Exercise details:
Restate exactly the lines from the top of the listing below to the line containing "inside the mask"; the remaining lines are not wanted.

Records for this exercise:

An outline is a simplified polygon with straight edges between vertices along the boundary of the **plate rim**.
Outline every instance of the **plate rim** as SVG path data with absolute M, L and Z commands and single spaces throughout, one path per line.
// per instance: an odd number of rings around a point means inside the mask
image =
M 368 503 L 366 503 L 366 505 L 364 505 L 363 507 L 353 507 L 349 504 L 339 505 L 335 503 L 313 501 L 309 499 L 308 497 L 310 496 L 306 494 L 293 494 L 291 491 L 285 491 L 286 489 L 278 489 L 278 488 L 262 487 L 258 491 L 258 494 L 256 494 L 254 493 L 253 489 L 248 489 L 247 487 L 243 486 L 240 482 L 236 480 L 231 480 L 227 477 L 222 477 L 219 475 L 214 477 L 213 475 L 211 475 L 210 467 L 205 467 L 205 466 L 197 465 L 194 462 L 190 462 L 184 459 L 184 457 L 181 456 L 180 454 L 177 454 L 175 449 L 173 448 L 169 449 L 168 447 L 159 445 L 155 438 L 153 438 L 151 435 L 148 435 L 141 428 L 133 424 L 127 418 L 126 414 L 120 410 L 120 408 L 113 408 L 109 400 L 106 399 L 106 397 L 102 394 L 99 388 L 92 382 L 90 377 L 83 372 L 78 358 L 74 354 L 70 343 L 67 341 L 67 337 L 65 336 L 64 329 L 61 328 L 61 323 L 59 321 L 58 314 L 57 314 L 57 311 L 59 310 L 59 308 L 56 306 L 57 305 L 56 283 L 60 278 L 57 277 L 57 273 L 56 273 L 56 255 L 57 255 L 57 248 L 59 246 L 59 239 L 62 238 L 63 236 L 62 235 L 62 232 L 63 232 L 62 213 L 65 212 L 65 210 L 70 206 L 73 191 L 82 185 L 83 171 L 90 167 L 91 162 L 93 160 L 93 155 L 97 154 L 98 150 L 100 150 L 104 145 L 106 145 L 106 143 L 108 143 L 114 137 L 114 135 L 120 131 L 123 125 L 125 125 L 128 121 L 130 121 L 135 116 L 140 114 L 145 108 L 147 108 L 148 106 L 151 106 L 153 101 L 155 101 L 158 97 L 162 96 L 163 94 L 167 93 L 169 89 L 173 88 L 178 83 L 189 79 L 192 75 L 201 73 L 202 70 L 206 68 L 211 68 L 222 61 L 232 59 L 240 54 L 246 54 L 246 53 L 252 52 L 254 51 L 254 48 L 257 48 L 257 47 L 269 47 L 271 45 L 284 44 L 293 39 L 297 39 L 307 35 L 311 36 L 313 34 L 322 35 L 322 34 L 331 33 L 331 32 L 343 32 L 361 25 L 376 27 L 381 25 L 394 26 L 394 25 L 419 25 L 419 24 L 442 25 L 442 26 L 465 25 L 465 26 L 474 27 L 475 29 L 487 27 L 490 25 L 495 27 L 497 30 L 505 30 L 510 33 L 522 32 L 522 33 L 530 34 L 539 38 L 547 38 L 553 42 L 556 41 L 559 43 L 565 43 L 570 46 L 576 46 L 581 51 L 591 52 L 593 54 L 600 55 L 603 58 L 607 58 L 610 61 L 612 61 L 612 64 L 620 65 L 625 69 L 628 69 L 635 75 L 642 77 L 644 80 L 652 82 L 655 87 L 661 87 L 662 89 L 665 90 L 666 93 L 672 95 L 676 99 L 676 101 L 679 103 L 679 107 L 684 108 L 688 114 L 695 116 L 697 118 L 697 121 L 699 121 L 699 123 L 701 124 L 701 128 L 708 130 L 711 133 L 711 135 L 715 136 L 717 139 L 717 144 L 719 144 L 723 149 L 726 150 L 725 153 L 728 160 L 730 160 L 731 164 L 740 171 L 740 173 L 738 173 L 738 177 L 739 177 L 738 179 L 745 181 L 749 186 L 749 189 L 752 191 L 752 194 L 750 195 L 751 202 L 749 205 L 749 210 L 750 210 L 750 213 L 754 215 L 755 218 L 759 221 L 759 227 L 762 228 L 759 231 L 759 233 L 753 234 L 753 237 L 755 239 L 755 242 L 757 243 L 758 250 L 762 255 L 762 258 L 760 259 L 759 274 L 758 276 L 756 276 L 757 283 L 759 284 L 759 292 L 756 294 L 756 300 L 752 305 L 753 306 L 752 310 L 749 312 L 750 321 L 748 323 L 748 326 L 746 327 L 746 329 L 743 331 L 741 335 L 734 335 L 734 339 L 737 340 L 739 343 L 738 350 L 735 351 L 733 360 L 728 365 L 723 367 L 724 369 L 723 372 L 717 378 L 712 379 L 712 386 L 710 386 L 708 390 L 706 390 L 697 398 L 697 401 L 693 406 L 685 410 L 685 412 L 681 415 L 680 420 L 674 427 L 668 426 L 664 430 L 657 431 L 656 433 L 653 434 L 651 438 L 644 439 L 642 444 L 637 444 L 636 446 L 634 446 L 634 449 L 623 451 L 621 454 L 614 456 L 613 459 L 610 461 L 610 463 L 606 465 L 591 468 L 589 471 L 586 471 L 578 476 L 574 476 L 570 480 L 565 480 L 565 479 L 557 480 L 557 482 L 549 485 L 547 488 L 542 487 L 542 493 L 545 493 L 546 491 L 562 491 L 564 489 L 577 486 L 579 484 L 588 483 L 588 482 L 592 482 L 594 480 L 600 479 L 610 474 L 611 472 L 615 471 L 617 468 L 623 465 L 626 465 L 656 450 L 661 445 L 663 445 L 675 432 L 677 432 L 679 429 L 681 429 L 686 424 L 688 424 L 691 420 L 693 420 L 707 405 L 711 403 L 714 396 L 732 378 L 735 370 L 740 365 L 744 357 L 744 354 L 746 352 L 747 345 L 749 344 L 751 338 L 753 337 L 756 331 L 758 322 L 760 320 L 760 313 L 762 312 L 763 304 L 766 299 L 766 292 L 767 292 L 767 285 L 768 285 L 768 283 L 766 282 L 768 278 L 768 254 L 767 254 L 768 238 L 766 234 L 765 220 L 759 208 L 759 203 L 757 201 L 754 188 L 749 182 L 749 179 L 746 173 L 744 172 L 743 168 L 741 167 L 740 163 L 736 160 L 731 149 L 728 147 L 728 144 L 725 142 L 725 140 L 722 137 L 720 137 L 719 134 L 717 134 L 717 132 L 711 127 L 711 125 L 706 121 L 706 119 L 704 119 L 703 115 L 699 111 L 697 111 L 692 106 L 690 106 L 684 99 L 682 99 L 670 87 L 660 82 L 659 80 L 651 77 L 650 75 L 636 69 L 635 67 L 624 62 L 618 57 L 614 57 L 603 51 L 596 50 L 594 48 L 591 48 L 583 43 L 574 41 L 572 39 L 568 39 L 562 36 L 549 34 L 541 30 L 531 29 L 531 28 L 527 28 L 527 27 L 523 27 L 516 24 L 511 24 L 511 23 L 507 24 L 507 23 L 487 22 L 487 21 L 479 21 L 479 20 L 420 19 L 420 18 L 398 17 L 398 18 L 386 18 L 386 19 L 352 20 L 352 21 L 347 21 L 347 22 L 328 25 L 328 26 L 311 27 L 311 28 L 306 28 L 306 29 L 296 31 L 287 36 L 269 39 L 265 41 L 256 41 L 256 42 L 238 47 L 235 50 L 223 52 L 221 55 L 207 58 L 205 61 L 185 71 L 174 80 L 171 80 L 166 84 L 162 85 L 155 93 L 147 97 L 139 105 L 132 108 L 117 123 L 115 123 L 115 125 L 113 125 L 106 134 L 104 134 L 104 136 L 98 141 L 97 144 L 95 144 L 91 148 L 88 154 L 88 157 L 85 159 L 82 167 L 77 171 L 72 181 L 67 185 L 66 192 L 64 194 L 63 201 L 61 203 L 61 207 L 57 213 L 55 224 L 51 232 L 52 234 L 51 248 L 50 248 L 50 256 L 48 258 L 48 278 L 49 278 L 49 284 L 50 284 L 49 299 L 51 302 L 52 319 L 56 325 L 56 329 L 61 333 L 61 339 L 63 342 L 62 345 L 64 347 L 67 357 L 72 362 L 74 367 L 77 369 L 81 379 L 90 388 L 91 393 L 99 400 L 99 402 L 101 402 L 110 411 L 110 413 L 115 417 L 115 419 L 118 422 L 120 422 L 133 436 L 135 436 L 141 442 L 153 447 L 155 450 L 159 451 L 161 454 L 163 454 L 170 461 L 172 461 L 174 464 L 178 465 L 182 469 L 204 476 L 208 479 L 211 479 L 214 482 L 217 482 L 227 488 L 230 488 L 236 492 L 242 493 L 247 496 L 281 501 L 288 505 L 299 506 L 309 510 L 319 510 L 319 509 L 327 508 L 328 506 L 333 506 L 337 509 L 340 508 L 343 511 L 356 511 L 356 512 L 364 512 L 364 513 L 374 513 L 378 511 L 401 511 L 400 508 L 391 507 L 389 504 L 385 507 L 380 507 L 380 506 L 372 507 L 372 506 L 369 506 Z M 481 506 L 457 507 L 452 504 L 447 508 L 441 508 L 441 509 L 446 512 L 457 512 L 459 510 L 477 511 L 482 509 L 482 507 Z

Result of the task:
An outline is a simplified polygon with straight edges between vertices along the boundary of the **plate rim**.
Outline every instance of the **plate rim** as SVG path data with absolute M, L and Z commands and single spaces throughout, one path per line.
// per instance: an odd number of rings around a point means inside the mask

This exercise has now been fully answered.